=== YOUR TASK ===
Turn the paragraph of the Form 8-K that begins "Mr. Domenik has been a General Partner" into a short bulleted list that keeps its main facts.

Form 8-K














Date of Report (Date of earliest event reported): July 29, 2010




(Exact name of registrant as specified in its charter)




OREGON   000-30269   91-1761992

(State or other jurisdiction

of incorporation)



File Number)


(I.R.S. Employer

Identification No.)

16760 SW Upper Boones Ferry Rd. Ste 101

Portland, OR 97224

(503) 601-4545

(Address, including zip code, and telephone number, including

area code, of registrant’s principal executive offices)



Check the appropriate box below if the Form 8-K filing is intended to simultaneously satisfy the filing obligation of the registrant under any of the following provisions:


¨ Written communications pursuant to Rule 425 under the Securities Act (17 CFR 230.425)


¨ Soliciting material pursuant to Rule 14a-12 under the Exchange Act (17 CFR 240.14a-12)


¨ Pre-commencement communications pursuant to Rule 14d-2(b) under the Exchange Act (17 CFR 240.14d-2(b))


¨ Pre-commencement communications pursuant to Rule 13e-4(c) under the Exchange Act (17 CFR 240.13e-4(c))




Item 5.02 Departure of Directors or Certain Officers; Election of Directors; Appointment of Certain Officers; Compensatory Arrangements of Certain Officers

(b), (d) Effective July 29, 2010, the board of directors (the “Board”) of Pixelworks, Inc., an Oregon corporation (the “Company”), appointed Stephen Domenik to the Board and Richard Sanquini to Chairman of the Board to fill the seats vacated by the July 29, 2010 resignation of Allen Alley. There were no disagreements or disputes between Mr. Alley and the Company which led to the resignation.

Mr. Domenik’s initial term will end at our 2011 Annual Meeting and we anticipate that Mr. Dominek will be nominated by the Board for re-election by the Company’s shareholders at the 2011 Annual Meeting.

Mr. Domenik has been a General Partner with Sevin Rosen Funds, a venture capital firm, since 1995 and has developed considerable relevant experience in investments in and the strategic development of high technology companies. During his tenure at Sevin Rosen Funds he has led numerous investments in private companies. Mr. Domenik has served on the board of directors of NetLogic Microsystems, Inc. (NETL), a publicly traded fabless semiconductor company, since January 2001, including service on their audit committee, compensation committee and governance and nominating committee. Mr. Domenik also sits on the boards of directors of various private companies.

Our non-employee directors are eligible for certain compensation benefits, as set forth in the Summary of Pixelworks Non-Employee Director Compensation, previously filed on May 6, 2010 with the Securities and Exchange Commission as Exhibit 10.1 to the Company’s Quarterly Report on Form 10-Q. On the date of his appointment, as a new director of the Company, Mr. Domenik was granted a stock option to purchase 10,000 shares of common stock. The exercise price of such option is equal to the closing price of the Company’s common stock on July 29, 2010, the date of grant. Mr. Domenik will also receive an annual retainer of $27,000 for his service on the Board.

=== DATASET EXCERPTS ===
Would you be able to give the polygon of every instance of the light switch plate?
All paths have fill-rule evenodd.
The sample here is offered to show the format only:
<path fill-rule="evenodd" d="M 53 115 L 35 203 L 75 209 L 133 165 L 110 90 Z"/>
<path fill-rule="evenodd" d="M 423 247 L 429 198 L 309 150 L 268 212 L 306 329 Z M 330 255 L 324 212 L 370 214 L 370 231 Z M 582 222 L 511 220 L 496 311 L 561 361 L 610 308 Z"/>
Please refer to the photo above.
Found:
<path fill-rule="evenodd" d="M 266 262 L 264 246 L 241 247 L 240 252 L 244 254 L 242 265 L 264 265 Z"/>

=== THE SOLUTION ===
- General Partner at Sevin Rosen Funds, a venture capital firm, since 1995
- Considerable experience in investing in and strategically developing high technology companies
- Has led numerous investments in private companies at Sevin Rosen Funds
- Director of NetLogic Microsystems, Inc. (NETL), a publicly traded fabless semiconductor company, since January 2001, serving on its audit, compensation, and governance and nominating committees
- Also serves on the boards of various private companies